# YOUR GOAL
Recast the entire listing below as a JSON list of strings, with one string for each line and blank lines omitted.

# ENTRIES SUPPLIED
## start

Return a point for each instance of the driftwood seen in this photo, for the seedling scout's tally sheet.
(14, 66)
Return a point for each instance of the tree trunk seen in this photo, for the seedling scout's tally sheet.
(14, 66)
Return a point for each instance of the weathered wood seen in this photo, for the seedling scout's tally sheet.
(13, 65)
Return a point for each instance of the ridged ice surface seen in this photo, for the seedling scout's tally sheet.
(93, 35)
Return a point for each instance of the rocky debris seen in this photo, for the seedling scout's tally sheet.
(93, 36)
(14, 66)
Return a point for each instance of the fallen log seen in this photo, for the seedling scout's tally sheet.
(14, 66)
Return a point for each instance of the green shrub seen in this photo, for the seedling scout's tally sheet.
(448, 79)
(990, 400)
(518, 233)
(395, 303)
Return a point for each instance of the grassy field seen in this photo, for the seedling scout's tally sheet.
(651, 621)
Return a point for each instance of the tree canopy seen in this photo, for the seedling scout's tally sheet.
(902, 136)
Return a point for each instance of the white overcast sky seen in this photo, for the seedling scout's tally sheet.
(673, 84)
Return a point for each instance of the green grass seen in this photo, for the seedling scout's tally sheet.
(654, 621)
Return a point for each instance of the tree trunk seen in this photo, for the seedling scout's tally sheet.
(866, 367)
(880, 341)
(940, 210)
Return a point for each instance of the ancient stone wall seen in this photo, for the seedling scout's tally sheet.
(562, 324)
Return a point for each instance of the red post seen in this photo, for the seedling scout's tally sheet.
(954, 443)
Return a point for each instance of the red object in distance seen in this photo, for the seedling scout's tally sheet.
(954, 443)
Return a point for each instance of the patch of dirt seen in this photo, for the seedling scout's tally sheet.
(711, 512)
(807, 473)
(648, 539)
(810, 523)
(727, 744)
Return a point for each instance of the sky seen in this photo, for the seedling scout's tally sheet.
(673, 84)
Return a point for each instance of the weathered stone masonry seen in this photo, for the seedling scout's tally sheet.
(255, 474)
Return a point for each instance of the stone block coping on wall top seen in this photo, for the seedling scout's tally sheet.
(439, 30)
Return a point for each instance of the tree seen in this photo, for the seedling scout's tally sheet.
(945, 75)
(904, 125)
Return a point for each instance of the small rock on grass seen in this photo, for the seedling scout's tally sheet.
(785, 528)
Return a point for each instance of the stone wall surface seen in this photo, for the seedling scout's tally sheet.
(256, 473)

## end

# RESULT OF THE EXERCISE
[
  "Return a point for each instance of the driftwood seen in this photo, for the seedling scout's tally sheet.",
  "(14, 66)",
  "Return a point for each instance of the tree trunk seen in this photo, for the seedling scout's tally sheet.",
  "(14, 66)",
  "Return a point for each instance of the weathered wood seen in this photo, for the seedling scout's tally sheet.",
  "(13, 65)",
  "Return a point for each instance of the ridged ice surface seen in this photo, for the seedling scout's tally sheet.",
  "(93, 35)",
  "Return a point for each instance of the rocky debris seen in this photo, for the seedling scout's tally sheet.",
  "(93, 36)",
  "(14, 66)",
  "Return a point for each instance of the fallen log seen in this photo, for the seedling scout's tally sheet.",
  "(14, 66)",
  "Return a point for each instance of the green shrub seen in this photo, for the seedling scout's tally sheet.",
  "(448, 79)",
  "(990, 400)",
  "(518, 233)",
  "(395, 303)",
  "Return a point for each instance of the grassy field seen in this photo, for the seedling scout's tally sheet.",
  "(651, 621)",
  "Return a point for each instance of the tree canopy seen in this photo, for the seedling scout's tally sheet.",
  "(902, 136)",
  "Return a point for each instance of the white overcast sky seen in this photo, for the seedling scout's tally sheet.",
  "(673, 84)",
  "Return a point for each instance of the green grass seen in this photo, for the seedling scout's tally sheet.",
  "(654, 621)",
  "Return a point for each instance of the tree trunk seen in this photo, for the seedling scout's tally sheet.",
  "(866, 367)",
  "(880, 341)",
  "(940, 210)",
  "Return a point for each instance of the ancient stone wall seen in this photo, for the seedling scout's tally sheet.",
  "(562, 324)",
  "Return a point for each instance of the red post seen in this photo, for the seedling scout's tally sheet.",
  "(954, 443)",
  "Return a point for each instance of the red object in distance seen in this photo, for the seedling scout's tally sheet.",
  "(954, 443)",
  "Return a point for each instance of the patch of dirt seen in this photo, for the seedling scout's tally sheet.",
  "(711, 512)",
  "(807, 473)",
  "(648, 539)",
  "(810, 523)",
  "(727, 744)",
  "Return a point for each instance of the sky seen in this photo, for the seedling scout's tally sheet.",
  "(673, 84)",
  "Return a point for each instance of the weathered stone masonry seen in this photo, for the seedling scout's tally sheet.",
  "(255, 474)",
  "Return a point for each instance of the stone block coping on wall top seen in this photo, for the seedling scout's tally sheet.",
  "(439, 30)",
  "Return a point for each instance of the tree seen in this photo, for the seedling scout's tally sheet.",
  "(945, 75)",
  "(904, 125)",
  "Return a point for each instance of the small rock on grass seen in this photo, for the seedling scout's tally sheet.",
  "(785, 528)",
  "Return a point for each instance of the stone wall surface seen in this photo, for the seedling scout's tally sheet.",
  "(256, 473)"
]